Selon l'article sur Rochegrosse, pourquoi certaines icônes des murs et réserves du Musée d'Orsay passent-elles plus inaperçues ? Répondez en une à trois phrases, s'il vous plaît.

[Extrait]
'''
Art ancien

XIXe

Rochegrosse renaît à Moulins

Par Maureen Marozeau · Le Journal des Arts

Le 16 septembre 2013 - 649 mots

Le Musée Anne-de-Beaujeu consacre sa première rétrospective et réhabilite par la même occasion l’un des plus célèbres peintres d’histoire au temps de la Troisième République.

MOULINS - Si le Musée d’Orsay peut se targuer de posséder en l’Olympia la Joconde de la seconde moitié du XIXe siècle, ses murs et réserves recèlent des icônes passant plus inaperçues car réalisées par des artistes dits d’« arrière-garde ». Le Chevalier aux fleurs (1894) est de cette veine. Un jeune homme en armure étincelante est assiégé, au milieu d’une prairie, par une quinzaine de jeunes femmes-fleurs. Inspiré par un épisode du Parsifal de Wagner, le tableau est à la croisée de l’impressionnisme et du symbolisme, un foisonnement de couleurs et de chairs rosées que n’auraient pas renié certains peintres victoriens. Georges Antoine Rochegrosse (1859-1938), son auteur, fait partie de ce club des peintres d’histoire du dernier tiers du XIXe siècle en attente d’un regard plus scrupuleux et d’une réhabilitation en bonne et due forme. Rochegrosse doit la sienne aux recherches menées par l’universitaire Laurent Houssais et au Musée Anne-de-Beaujeu, à Moulins (Allier), qui, grâce à sa politique d’acquisition, détient aujourd’hui le plus important ensemble d’œuvres de l’artiste en collection publique.
'''
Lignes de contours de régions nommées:
'''
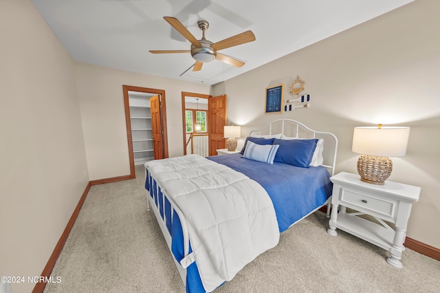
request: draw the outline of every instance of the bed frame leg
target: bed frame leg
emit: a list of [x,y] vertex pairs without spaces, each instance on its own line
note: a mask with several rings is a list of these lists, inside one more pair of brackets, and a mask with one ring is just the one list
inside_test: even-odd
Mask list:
'''
[Résultat obtenu] Elles passent plus inaperçues parce qu'elles ont été réalisées par des artistes dits d'« arrière-garde ».